(Tasks to perform)
1. According to the Big Data funding announcement, how much funding did the NSF and NIH announce for Big Data research?
2. Please copy the part of the Big Data funding announcement that opens with the words containing "Suzanne Iacono, Senior" and closes with "large computer clusters.", swapping "open source" for "freely licensed".

Today at a briefing on Capitol Hill titled, “Big Data, Bigger Opportunities“, hosted by Tech America, The National Science Foundation (NSF) and the National Institutes of Health (NIH) announced $15 million in funding for Big Data research. These awards come nearly six months after the Obama Administration released it’s substantial R&D initiative in March of this year.
The initiative committed more than $200 million in new funding through six agencies and departments to improve the nation’s “ability to extract knowledge and insights from large and complex collections of digital data.”
Subra Suresh, Director of the National Science Foundation:
“I am delighted to provide such a positive progress report just six months after fellow federal agency heads joined the White House in launching the Big Data Initiative,” said NSF Director Subra Suresh. “By funding the fundamental research to enable new types of collaborations–multi-disciplinary teams and communities–and with the start of an exciting competition, today we are realizing plans to advance the foundational science and engineering of Big Data, fortifying U.S. competitiveness for decades to come.”
Suzanne Iacono, Senior Advisor at the National Science Foundation, announced the eight award recipients, listed below:
BIGDATA: Mid-Scale: DCM: A Formal Foundation for Big Data Management
University of Washington, Dan Suciu
This project explores the foundations of big data management with the ultimate goal of significantly improving the productivity in Big Data analytics by accelerating data exploration. It will develop open source software to express and optimize ad hoc data analytics. The results of this project will make it easier for domain experts to conduct complex data analysis on Big Data and on large computer clusters.

(Referring expression pointing data)

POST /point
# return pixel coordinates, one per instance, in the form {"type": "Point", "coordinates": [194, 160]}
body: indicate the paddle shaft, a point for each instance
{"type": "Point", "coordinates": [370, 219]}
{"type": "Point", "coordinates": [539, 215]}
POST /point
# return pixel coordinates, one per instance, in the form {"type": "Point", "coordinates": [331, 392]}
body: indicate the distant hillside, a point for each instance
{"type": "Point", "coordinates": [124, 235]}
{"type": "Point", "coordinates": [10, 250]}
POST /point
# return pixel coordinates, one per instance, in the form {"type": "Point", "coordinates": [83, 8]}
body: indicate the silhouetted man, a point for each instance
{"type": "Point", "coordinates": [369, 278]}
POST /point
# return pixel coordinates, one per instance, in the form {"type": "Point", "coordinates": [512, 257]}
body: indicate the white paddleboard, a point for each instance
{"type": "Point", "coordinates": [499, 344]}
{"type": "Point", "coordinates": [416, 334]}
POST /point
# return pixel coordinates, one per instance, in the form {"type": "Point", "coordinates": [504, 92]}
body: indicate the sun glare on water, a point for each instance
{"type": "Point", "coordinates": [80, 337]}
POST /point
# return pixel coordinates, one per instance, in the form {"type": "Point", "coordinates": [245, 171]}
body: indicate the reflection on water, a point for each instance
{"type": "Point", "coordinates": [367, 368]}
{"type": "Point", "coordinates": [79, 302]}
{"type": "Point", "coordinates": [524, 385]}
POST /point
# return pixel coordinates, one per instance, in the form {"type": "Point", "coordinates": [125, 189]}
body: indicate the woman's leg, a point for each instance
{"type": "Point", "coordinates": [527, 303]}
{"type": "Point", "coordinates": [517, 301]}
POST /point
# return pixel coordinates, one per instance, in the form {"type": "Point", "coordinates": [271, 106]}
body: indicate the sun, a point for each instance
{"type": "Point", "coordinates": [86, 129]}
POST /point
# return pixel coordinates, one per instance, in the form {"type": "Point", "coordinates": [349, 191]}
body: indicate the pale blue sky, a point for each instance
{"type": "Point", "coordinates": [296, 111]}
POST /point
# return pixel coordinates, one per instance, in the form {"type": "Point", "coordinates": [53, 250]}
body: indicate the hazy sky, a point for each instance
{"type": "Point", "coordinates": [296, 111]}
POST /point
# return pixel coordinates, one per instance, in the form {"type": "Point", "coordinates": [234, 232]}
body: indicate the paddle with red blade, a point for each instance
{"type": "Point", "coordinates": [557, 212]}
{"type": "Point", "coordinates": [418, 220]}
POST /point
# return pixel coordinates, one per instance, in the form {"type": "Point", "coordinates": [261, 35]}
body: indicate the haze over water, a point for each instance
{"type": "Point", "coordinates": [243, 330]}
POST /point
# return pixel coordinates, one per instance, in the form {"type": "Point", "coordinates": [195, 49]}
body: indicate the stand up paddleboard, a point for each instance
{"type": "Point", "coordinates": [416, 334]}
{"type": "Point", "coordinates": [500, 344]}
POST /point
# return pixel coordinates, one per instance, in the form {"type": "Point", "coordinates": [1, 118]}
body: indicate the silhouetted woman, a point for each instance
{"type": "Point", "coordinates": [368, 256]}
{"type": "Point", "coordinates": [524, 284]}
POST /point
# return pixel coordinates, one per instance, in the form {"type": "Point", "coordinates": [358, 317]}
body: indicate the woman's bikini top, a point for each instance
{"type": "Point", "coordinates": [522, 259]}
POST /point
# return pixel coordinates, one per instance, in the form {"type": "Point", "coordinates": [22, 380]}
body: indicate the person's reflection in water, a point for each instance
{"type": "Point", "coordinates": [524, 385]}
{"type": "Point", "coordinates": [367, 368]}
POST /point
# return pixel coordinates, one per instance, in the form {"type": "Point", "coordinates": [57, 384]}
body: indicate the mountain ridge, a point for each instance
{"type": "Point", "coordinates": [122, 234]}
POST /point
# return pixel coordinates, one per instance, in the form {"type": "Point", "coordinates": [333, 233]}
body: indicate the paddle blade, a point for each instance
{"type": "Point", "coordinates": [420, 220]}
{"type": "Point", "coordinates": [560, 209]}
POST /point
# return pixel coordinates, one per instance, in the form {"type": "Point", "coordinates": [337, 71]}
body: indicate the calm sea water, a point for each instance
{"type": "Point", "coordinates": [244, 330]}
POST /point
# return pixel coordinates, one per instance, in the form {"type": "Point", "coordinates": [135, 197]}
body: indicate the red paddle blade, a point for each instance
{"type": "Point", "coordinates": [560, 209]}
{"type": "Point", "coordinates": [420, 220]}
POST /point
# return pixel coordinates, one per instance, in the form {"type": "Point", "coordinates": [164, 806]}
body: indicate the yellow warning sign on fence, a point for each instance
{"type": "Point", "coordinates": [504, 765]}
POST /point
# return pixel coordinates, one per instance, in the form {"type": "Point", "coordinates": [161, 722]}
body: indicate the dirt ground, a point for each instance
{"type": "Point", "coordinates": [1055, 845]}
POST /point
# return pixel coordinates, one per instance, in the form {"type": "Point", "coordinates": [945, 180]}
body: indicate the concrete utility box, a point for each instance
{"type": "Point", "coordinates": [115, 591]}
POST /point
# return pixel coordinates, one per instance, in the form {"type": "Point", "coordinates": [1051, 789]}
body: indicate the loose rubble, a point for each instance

(Task-by-task outputs)
1. $15 million

2.
Suzanne Iacono, Senior Advisor at the National Science Foundation, announced the eight award recipients, listed below:
BIGDATA: Mid-Scale: DCM: A Formal Foundation for Big Data Management
University of Washington, Dan Suciu
This project explores the foundations of big data management with the ultimate goal of significantly improving the productivity in Big Data analytics by accelerating data exploration. It will develop freely licensed software to express and optimize ad hoc data analytics. The results of this project will make it easier for domain experts to conduct complex data analysis on Big Data and on large computer clusters.